▶ **SUPPLIED MATERIAL**

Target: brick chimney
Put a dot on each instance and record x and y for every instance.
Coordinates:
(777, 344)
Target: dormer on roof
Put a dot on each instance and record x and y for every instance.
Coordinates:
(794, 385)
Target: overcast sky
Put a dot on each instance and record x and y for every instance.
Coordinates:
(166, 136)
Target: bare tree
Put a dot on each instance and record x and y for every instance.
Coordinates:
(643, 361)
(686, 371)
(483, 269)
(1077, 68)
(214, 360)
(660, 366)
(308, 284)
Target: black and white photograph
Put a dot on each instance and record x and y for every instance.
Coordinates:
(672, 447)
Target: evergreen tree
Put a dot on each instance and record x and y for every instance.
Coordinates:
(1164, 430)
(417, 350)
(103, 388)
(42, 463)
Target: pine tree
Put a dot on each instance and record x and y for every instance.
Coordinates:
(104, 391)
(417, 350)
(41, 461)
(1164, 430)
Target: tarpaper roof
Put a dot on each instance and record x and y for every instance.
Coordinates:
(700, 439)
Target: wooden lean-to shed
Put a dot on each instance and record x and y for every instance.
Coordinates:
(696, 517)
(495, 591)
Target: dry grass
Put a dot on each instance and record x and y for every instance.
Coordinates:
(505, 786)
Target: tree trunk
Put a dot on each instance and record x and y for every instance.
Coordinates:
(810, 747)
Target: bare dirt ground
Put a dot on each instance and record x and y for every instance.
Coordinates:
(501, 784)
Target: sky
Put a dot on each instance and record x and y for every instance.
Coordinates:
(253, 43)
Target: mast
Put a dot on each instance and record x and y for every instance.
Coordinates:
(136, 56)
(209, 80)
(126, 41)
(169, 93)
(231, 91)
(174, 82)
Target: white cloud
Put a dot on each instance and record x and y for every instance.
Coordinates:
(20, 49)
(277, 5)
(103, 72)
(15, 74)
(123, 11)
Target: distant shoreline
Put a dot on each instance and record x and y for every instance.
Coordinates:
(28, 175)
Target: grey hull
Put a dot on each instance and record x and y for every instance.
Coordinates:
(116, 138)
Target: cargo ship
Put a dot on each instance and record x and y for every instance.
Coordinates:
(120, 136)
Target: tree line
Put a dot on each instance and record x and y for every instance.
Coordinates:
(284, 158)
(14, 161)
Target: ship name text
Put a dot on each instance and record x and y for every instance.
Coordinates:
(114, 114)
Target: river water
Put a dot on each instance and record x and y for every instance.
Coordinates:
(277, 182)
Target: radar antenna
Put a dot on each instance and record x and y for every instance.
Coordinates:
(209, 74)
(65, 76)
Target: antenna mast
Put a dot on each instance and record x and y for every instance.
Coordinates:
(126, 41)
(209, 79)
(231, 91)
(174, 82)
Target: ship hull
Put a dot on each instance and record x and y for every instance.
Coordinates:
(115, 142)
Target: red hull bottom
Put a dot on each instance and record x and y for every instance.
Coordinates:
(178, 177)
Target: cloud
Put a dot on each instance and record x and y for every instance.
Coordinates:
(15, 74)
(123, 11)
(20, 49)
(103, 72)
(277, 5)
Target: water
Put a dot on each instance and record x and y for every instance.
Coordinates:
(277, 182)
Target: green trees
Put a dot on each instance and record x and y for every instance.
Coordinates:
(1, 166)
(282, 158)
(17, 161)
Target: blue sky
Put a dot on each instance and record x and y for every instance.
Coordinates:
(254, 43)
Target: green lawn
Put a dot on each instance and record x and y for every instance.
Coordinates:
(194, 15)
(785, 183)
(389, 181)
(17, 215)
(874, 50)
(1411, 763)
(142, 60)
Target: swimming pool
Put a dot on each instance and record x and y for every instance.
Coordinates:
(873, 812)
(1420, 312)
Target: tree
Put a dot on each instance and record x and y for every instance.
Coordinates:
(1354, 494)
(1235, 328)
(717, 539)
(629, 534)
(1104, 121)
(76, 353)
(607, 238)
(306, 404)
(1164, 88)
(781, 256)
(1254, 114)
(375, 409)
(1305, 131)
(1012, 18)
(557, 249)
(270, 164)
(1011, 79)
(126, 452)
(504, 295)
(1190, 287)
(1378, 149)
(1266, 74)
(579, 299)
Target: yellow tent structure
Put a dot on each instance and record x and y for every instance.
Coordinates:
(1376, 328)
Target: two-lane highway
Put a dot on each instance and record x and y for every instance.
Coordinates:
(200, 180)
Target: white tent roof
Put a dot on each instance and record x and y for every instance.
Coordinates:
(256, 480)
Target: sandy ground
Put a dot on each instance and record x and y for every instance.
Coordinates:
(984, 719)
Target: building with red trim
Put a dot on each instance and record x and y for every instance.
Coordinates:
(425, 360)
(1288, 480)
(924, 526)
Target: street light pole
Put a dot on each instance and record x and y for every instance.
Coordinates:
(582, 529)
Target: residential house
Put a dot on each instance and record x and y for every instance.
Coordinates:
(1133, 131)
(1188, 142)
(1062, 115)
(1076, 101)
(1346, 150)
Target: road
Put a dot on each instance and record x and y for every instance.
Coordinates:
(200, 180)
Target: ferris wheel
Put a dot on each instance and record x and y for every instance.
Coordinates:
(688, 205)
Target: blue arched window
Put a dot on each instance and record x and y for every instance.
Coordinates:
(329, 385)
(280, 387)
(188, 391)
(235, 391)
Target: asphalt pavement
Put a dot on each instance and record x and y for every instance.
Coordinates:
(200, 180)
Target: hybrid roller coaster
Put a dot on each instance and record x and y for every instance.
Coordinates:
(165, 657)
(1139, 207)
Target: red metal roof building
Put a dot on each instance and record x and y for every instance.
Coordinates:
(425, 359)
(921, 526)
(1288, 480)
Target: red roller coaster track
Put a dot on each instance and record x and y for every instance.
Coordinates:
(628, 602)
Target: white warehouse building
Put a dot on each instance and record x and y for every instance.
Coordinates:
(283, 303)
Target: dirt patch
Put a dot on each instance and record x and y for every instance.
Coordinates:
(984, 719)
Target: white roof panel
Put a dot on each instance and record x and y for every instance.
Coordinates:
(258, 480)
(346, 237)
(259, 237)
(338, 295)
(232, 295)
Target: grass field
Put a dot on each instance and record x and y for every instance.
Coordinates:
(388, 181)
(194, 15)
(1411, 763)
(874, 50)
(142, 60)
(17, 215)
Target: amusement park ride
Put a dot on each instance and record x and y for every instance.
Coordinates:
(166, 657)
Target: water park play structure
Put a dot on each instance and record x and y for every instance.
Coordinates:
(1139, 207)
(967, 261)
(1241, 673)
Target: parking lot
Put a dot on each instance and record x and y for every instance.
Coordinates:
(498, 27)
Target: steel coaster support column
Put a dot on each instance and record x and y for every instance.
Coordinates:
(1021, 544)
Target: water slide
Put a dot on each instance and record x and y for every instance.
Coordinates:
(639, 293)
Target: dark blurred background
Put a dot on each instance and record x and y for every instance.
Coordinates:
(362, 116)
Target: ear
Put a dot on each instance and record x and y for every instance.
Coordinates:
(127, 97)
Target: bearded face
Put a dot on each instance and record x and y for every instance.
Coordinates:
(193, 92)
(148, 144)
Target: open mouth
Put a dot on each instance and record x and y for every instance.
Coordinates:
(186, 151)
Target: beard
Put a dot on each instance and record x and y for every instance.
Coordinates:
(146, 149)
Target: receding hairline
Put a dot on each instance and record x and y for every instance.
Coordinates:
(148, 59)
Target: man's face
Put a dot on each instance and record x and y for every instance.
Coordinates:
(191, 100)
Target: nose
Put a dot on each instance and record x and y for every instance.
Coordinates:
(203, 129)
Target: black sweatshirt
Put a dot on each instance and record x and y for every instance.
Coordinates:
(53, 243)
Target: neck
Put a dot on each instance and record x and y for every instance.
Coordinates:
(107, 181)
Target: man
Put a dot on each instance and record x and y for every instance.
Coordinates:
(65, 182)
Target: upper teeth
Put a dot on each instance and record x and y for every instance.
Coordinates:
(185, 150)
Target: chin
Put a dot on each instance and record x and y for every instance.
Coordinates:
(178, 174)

▶ **AIM**
Revise the stretch from the line containing "Target: bearded face" through the end of the lines so that "Coordinates" becomes "Points" and nothing else changes. Return only that stretch.

▶ **REPLY**
Target: bearded face
Put a dot on each instance and record x and y for every instance.
Points:
(193, 92)
(148, 144)
Target: open mouth
Put a dot on each instance and record x and y for every instance.
Points:
(186, 151)
Target: beard
Put a dot on each instance and record x and y for every instance.
Points:
(146, 149)
Target: receding hairline
Put a dot on each instance and record x and y for every instance.
Points:
(148, 59)
Target: man's face
Put a dot on each instance and record x and y for every instance.
Points:
(191, 100)
Target: nose
Put a dot on each instance and record x and y for every instance.
Points:
(203, 129)
Target: black sweatshirt
Put a dot on each instance and record x and y for every instance.
Points:
(53, 243)
Target: neck
Put a dot on each instance and record x and y for every instance.
Points:
(107, 181)
Target: man
Put a dot on each instance and record x and y for every instance.
Points:
(65, 182)
Target: upper teeth
Put a dot on each instance and record x and y for every instance.
Points:
(185, 150)
Target: chin
Put a dot on each instance and record x and y for every instance.
Points:
(178, 174)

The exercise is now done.